**INFORMATION PROVIDED**
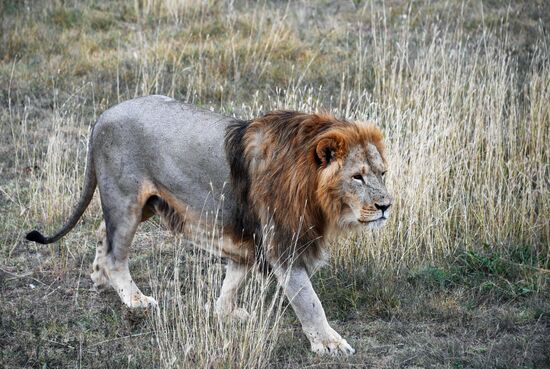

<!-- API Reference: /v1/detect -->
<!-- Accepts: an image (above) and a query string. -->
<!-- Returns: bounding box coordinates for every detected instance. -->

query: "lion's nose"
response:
[374,203,391,213]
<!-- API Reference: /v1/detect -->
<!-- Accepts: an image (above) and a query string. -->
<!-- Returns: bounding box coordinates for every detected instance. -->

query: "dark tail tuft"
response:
[25,231,47,245]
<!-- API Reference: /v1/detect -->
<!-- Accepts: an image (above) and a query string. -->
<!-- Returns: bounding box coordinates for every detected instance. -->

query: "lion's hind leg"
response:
[101,191,157,308]
[215,260,249,320]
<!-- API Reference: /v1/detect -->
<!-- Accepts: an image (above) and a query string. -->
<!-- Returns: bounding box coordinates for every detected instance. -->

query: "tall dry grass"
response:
[3,0,550,368]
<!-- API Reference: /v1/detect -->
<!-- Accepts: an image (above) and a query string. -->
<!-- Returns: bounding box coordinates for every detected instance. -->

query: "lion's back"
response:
[92,95,237,216]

**TASK DETAILS**
Rewrite all of the records above with "detected instance" changed to "matching object" and everything else left as it is. Omit the pictures from your answer.

**ANSWER TO THE TASK**
<!-- API Reference: /v1/detect -->
<!-- Accepts: an image (above) and a query string. -->
<!-- Returns: bounding box coordinates for every matching object. -->

query: "lion's nose"
response:
[374,203,391,213]
<!-- API Reference: /v1/detect -->
<!-- Accepts: an image (above) and a query string. -->
<!-- Returns: bounding box coordinates for every matching object. -->

query: "dark tail tuft"
response:
[25,231,47,245]
<!-- API Reference: /v1/detect -->
<!-- Accepts: an image (above) and a query string. -->
<!-- Returns: bounding box coordinates for every matching object. -->

query: "lion's hind leg"
response:
[101,191,157,308]
[215,260,249,320]
<!-- API Reference: /v1/detect -->
<!-- Accepts: an image (above) and a query string. -->
<!-- Returns: bounding box coordinates for every matching object. -->

query: "tall dry grass"
response:
[3,0,550,368]
<!-- API Reference: /v1/detect -->
<!-- Accepts: an image (above) and a query string. -->
<!-- Returns: bounding box coordinates for every matching object. -->

query: "lion's back"
response:
[92,95,237,216]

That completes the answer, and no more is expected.